WILKIE COLLINS AND MUSIC
         
        Collins (1824-89) was, like Charles Dickens (the two 
          men were good friends despite the 12 year gap in their ages), a past 
          master of the Victorian novel of incident and sensation. In a number 
          of respects 'The Moonstone' is ahead of its time viewed as a novel of 
          detection. Compared with Dickens, little of his output is well known 
          these days and it contains less in the way of sidelights of music. Collins’s 
          musical references are nevertheless of considerable interest.
        
        At least two of Collins’ "baddies" have a 
          passionate interest in music. Miss Gwilt, of the thriller 'Armadale' 
          (1866, set in 1851), which probably has more musical allusion than any 
          other Collins novel, attends a performance of Bellini’s 'Norma' at Naples’ 
          San Carlos Opera House. She is a music teacher and we twice see her 
          playing a Beethoven piano sonata, on one occasion the so-called "Moonlight" 
          and on the other, from the description, the Appassionata, through we 
          are not specifically told. And in chapter VIII of Book I we attend a 
          picnic cruise on the Norfolk broads which ends with music: patriotic 
          songs, including John Braham’s still-popular 'The Death of Nelson', 
          sentimental songs and Thomas Moore’s long popular Irish songs, all sung 
          to the accompaniment of that instrument very popular in the Victorian 
          era, the concertina.
        
        The concertina also figures in 'The Woman in White' 
          (1860, set in 1849-51), when in the Second Epoch III we see its principal 
          villain, the corpulent Italian Count Fosco, singing to its (self-played 
          on the concertina) accompaniment Figaro’s celebrated aria from Rossini’s 
          'The Barber of Seville'. Fosco admires Rossini and in the Second Epoch 
          VIII he argues, with the aid of more vocal illustrations, again self-accompanied, 
          this time on the piano, that the opera 'Moses in Egypt' is an oratorio 
          to rank with the best English and German examples and that the Overture 
          to 'William Tell' is a symphony in all but name (it does indeed have 
          parallels with Beethoven’s Pastoral). Near the end of the novel, he 
          and his antagonist Walter Hartwright visit, unbeknownst to each other, 
          a performance – presumably at Covent Garden, but we are not told - of 
          Donizetti’s 'Lucrezia Borgia'.

**Provided information**
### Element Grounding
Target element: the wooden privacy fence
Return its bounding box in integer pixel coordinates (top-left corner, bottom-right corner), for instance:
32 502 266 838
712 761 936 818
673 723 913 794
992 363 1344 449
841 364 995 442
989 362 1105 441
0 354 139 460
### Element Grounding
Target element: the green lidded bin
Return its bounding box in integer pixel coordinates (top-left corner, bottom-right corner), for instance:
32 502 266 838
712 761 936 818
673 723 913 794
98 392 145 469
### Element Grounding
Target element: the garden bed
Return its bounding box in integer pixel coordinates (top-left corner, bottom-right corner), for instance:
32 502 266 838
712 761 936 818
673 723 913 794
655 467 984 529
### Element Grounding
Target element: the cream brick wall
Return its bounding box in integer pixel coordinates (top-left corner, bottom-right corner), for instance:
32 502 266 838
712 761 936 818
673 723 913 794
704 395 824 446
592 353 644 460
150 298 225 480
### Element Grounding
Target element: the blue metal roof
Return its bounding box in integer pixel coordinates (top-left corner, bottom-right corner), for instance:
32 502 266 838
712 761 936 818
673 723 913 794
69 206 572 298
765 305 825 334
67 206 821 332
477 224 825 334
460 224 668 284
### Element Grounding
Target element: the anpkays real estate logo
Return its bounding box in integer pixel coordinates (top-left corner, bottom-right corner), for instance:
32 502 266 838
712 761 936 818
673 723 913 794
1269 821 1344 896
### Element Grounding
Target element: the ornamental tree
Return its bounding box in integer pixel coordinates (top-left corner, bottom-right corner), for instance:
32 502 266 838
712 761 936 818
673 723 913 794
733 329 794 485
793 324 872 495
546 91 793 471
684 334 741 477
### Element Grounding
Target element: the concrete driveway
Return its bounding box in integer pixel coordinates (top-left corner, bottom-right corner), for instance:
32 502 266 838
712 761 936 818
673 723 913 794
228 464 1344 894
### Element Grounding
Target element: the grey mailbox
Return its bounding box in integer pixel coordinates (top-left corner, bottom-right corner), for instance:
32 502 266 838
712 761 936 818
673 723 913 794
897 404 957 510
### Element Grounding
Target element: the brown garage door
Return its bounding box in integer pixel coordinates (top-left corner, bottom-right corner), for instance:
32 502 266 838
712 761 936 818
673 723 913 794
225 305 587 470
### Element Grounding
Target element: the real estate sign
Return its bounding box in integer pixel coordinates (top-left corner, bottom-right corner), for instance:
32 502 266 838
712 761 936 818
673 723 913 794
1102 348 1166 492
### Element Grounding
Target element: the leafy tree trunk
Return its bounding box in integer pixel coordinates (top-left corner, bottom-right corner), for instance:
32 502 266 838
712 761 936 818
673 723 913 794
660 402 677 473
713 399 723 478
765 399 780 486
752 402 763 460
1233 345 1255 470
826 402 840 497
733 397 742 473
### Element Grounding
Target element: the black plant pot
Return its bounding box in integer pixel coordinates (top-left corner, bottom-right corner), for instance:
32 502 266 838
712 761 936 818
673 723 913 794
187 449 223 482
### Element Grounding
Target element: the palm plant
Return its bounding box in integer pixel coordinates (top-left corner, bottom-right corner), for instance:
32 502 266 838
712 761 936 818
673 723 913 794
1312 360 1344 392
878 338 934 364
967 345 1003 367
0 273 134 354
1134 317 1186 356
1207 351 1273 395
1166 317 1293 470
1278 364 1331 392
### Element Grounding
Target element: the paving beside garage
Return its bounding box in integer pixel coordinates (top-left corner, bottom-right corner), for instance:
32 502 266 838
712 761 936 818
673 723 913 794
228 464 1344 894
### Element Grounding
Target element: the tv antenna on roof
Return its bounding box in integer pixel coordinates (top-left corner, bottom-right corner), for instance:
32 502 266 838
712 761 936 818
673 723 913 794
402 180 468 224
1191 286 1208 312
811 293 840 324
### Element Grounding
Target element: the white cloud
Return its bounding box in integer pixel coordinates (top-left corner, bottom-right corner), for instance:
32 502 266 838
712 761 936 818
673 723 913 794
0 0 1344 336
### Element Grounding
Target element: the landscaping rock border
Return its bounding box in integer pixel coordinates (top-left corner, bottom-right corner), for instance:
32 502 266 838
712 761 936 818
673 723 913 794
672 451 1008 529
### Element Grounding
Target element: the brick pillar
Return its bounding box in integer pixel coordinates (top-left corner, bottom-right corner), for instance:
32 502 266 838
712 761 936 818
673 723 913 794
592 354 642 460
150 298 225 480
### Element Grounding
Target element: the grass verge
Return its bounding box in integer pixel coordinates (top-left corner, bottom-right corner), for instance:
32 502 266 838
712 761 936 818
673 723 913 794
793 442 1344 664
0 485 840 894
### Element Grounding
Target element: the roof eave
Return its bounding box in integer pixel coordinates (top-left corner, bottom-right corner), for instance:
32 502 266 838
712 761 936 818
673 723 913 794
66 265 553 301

**Requests**
1) Answer these from the essay on Wilkie Collins and music:
(a) How many years apart in age were Collins and Dickens?
(b) Which opera does Miss Gwilt attend, and at which opera house?
(c) On what instrument does Count Fosco accompany himself when singing Figaro's aria?
2) Reproduce word for word everything in the essay on Collins and music from "WILKIE COLLINS AND" down to "of considerable interest.".
Answer from the text alone.

**Exercise responses**
1)
(a) 12 years.
(b) Bellini's 'Norma', at Naples' San Carlos Opera House.
(c) The concertina.

2)
WILKIE COLLINS AND MUSIC
         
        Collins (1824-89) was, like Charles Dickens (the two 
          men were good friends despite the 12 year gap in their ages), a past 
          master of the Victorian novel of incident and sensation. In a number 
          of respects 'The Moonstone' is ahead of its time viewed as a novel of 
          detection. Compared with Dickens, little of his output is well known 
          these days and it contains less in the way of sidelights of music. Collins’s 
          musical references are nevertheless of considerable interest.